# TASK PROMPT:
For every record below, repeat the text exactly and pass over any image.

# INPUT:

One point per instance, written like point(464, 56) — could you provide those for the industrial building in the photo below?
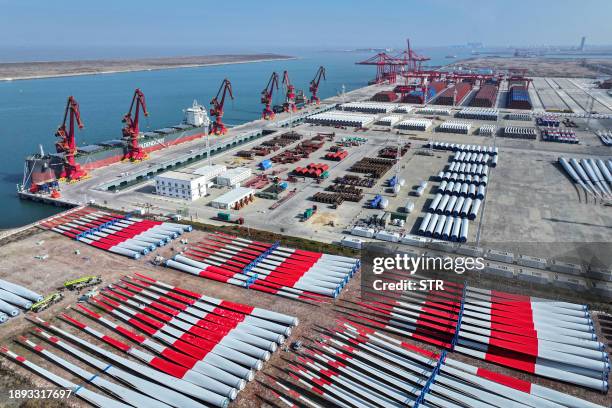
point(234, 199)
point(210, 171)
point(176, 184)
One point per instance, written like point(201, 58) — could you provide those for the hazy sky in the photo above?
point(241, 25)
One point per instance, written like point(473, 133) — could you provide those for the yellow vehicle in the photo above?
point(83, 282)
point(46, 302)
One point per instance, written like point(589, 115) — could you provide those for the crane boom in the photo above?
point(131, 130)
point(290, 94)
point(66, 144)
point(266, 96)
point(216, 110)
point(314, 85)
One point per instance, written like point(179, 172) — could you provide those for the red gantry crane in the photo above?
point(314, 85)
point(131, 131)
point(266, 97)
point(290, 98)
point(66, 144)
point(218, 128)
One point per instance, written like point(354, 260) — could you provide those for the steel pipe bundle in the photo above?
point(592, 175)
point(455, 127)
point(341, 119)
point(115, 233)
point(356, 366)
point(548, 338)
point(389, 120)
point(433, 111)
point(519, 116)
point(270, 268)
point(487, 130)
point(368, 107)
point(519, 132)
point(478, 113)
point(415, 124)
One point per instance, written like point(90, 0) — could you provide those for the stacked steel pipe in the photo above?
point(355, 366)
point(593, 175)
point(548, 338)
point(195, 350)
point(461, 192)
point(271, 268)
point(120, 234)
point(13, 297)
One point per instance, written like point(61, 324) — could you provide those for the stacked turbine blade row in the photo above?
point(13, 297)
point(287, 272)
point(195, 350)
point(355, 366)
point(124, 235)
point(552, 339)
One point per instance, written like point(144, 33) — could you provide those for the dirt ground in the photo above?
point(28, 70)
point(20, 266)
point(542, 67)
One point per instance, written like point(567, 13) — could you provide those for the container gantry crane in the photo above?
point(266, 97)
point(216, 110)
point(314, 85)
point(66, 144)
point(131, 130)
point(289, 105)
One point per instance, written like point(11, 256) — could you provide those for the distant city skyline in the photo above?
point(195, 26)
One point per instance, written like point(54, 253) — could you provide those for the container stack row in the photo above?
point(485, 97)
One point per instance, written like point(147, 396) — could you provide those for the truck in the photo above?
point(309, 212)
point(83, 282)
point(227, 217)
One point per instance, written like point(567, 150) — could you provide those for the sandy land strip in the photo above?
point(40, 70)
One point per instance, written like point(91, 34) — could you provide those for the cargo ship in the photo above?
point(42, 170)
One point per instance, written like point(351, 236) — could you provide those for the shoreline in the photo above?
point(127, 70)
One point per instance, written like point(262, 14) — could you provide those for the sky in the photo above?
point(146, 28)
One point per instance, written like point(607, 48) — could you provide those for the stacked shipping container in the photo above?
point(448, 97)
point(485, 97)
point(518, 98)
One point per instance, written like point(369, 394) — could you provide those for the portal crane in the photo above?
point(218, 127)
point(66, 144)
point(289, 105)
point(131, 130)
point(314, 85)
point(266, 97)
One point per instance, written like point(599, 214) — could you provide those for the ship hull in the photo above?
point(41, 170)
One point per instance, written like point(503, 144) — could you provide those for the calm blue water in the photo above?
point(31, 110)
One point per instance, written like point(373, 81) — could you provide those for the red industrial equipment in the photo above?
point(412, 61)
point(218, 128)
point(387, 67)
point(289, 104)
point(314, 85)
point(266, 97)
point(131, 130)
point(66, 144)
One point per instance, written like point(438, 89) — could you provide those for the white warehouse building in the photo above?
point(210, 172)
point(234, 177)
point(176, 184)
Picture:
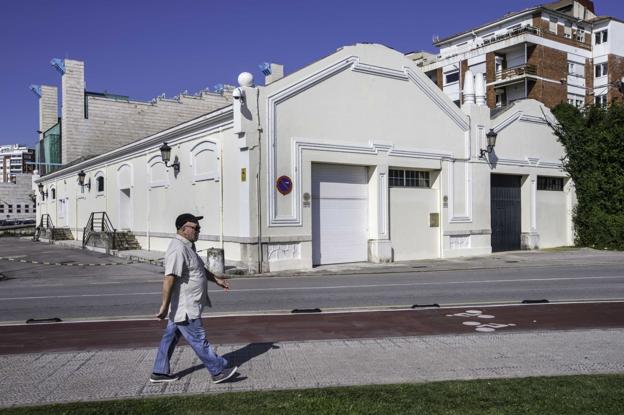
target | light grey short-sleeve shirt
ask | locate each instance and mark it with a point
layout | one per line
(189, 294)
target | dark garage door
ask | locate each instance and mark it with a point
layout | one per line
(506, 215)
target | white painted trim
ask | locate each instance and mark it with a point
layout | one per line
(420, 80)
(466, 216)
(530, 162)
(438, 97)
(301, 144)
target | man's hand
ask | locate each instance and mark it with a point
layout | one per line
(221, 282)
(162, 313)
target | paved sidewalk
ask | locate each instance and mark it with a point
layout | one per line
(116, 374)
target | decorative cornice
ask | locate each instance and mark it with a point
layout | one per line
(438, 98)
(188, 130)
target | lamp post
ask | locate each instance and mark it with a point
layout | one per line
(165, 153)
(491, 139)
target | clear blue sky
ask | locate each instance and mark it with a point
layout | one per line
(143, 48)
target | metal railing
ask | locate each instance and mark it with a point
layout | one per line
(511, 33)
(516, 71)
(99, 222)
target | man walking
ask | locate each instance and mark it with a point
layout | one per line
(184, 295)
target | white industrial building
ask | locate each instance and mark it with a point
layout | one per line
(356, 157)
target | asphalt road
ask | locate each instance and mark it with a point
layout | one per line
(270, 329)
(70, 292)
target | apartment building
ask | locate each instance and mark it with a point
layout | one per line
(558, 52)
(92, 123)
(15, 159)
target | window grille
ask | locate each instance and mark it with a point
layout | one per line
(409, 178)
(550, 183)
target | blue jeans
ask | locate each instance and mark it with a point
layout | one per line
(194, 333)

# OUTPUT:
One point per instance, written like point(464, 56) — could you provide those for the industrial building in the photo below?
point(234, 199)
point(210, 171)
point(176, 184)
One point per instance, written like point(201, 58) — could you provide those for the hazy sky in the photo above?
point(241, 25)
One point per instance, written like point(473, 133) — could you provide those for the yellow vehicle in the photo above?
point(83, 282)
point(46, 302)
One point per instance, written like point(589, 115) — could you provide those for the crane boom in the photo above?
point(131, 130)
point(290, 94)
point(66, 144)
point(266, 96)
point(216, 110)
point(314, 85)
One point per instance, written like point(179, 172) — could you provide those for the red gantry crane in the photo above?
point(314, 85)
point(131, 131)
point(266, 97)
point(290, 98)
point(66, 144)
point(218, 128)
One point per instance, written like point(354, 260) — could you provide those for the steel pipe bundle in the photo above?
point(592, 175)
point(455, 127)
point(341, 119)
point(115, 233)
point(356, 366)
point(548, 338)
point(389, 120)
point(433, 111)
point(519, 116)
point(270, 268)
point(487, 130)
point(368, 107)
point(519, 132)
point(478, 113)
point(415, 124)
One point per instance, written like point(90, 0) — could you provide those for the stacked steel pipe in the photo above?
point(355, 366)
point(593, 175)
point(548, 338)
point(195, 350)
point(461, 192)
point(271, 268)
point(120, 234)
point(13, 297)
One point per instance, written like point(61, 324) — could you provide those for the stacked turbine blade row in the photo above?
point(13, 297)
point(287, 272)
point(195, 350)
point(355, 366)
point(124, 235)
point(552, 339)
One point per instance, written like point(144, 33) — could you provide those for the dirt ground in the photo above?
point(28, 70)
point(20, 266)
point(542, 67)
One point per instance, written like point(567, 13) — could you provide those for the container gantry crane in the photo above?
point(266, 97)
point(216, 110)
point(314, 85)
point(66, 144)
point(131, 130)
point(289, 105)
One point per instance, written like point(11, 256) — could you provide those for the distant city skyline in the photo above?
point(195, 26)
One point per instance, written like point(54, 253) — could you provide those for the container stack row in the photo above?
point(485, 97)
One point per instance, written like point(147, 396) — could you provide those for the truck in the photo above?
point(309, 212)
point(83, 282)
point(227, 217)
One point per instance, written like point(567, 150) — could you provide those for the sandy land strip in the photo above?
point(40, 70)
One point per instance, written like point(91, 34) — could you provide those for the cargo ship in the photo above?
point(42, 170)
One point per instance, written like point(351, 236) — could you provide those for the shoreline in the photo above?
point(127, 70)
One point per instance, written like point(262, 14) — could you provide those for the sky in the photo above?
point(146, 28)
One point per instance, written like point(607, 48) — could you provide those for the stacked shipping container in the photo above?
point(448, 97)
point(485, 97)
point(518, 98)
One point per instance, written like point(369, 394) — could you provide those for the portal crane in the photo above?
point(218, 127)
point(66, 144)
point(289, 105)
point(131, 130)
point(314, 85)
point(266, 97)
One point per instance, written like point(599, 214) — could you provide those for the ship hull in the photo above?
point(41, 170)
One point per instance, written like point(503, 144) — could you provide those for the calm blue water in the photo above?
point(31, 110)
One point per instance, written like point(373, 81) — could you provide those for the red industrial equipment in the photo above?
point(412, 61)
point(218, 128)
point(387, 67)
point(289, 104)
point(314, 85)
point(266, 97)
point(131, 130)
point(66, 144)
One point per instance, written like point(438, 89) — could you provide those for the white warehouse building in the photo above?
point(210, 172)
point(234, 177)
point(176, 184)
Picture:
target | light grey short-sleeve shirt
ask | locate each instance and mark it with a point
layout | one per line
(189, 294)
target | dark garage door
ask | locate each instance and mark it with a point
layout | one per line
(506, 215)
target | white painted trim
ask | locate each instance and mark it with a point
layout | one per line
(420, 80)
(466, 216)
(530, 162)
(438, 97)
(301, 144)
target | man's hand
ask | locate each instance and mark it with a point
layout | one per line
(221, 282)
(162, 313)
target | paved sidewalk
ask | locate each instance and mark it with a point
layout | one per line
(116, 374)
target | decorative cornice
ask | locate each instance and mark it with a point
layout | one per line
(438, 98)
(188, 130)
target | lamp post
ask | locate each instance and mark it with a point
layout | one per line
(165, 153)
(491, 139)
target | clear blue sky
ask | locate each instance and mark it with a point
layout | one per line
(143, 48)
target | metal railing
ask | locate each instance and mark it with a point
layout | one per line
(511, 33)
(516, 71)
(99, 222)
target | man walking
ask | locate each instance and mark it with a point
layout | one per line
(184, 295)
target | white industrial building
ask | locate each instance and mark it with a point
layout | one per line
(356, 157)
target | asphalt road
ask | locate each instance and mark it with a point
layout | one per line
(270, 329)
(70, 292)
target | apartment building
ask | locate each instance and mark it with a point
layout | one per line
(558, 52)
(92, 123)
(15, 159)
target | window grille
ask | locate each instance and mark it with a point
layout | one per line
(409, 178)
(550, 183)
target | blue jeans
ask | locate each instance and mark it with a point
layout | one per line
(194, 333)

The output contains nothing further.